Bounding box annotation entries
--*--

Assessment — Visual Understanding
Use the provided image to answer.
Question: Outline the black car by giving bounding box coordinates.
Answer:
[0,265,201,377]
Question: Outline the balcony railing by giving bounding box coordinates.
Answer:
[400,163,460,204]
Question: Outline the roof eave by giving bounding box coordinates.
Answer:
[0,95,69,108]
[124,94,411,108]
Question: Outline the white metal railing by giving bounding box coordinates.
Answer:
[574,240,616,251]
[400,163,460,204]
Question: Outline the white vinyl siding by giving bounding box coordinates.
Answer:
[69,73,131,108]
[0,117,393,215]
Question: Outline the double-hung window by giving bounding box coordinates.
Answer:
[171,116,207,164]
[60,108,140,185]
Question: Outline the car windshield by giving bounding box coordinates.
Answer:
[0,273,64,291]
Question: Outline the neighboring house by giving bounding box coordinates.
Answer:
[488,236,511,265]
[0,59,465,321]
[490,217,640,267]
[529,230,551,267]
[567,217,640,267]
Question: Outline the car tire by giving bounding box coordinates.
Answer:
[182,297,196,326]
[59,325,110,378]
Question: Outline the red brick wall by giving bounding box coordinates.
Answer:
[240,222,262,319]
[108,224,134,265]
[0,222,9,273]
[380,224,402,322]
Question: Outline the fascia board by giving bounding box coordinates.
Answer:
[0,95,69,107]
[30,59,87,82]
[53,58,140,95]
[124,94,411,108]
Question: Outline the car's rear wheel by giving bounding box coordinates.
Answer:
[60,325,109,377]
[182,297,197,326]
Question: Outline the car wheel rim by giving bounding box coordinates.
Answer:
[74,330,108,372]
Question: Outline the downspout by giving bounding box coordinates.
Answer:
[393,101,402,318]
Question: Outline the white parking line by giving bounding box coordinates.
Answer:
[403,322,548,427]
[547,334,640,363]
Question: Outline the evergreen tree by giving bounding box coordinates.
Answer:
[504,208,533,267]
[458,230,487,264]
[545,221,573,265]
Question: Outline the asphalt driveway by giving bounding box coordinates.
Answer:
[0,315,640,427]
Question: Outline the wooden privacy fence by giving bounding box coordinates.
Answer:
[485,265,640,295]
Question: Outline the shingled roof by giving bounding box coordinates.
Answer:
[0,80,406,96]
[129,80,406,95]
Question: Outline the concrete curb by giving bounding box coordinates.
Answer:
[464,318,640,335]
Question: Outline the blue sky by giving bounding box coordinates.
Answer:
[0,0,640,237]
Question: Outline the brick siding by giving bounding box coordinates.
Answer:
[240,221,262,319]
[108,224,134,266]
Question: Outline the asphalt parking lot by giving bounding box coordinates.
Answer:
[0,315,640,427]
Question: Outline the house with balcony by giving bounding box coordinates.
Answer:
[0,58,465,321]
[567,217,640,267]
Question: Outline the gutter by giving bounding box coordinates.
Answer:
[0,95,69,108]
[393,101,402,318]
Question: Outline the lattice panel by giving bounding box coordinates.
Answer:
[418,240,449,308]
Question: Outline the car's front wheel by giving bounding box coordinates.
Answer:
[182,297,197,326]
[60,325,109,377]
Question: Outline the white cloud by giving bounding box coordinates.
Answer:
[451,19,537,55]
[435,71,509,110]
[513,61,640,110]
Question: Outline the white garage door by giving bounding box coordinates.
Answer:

--*--

--- Work to do ---
Which of the lines above contain the word "house", with uppercase and lowercase letters matching? Pull out and copy every one of them.

--- Solution for this problem ---
Question: Outline the neighboring house by giving bounding box coordinates.
Question: Outline the house with balcony by giving bounding box coordinates.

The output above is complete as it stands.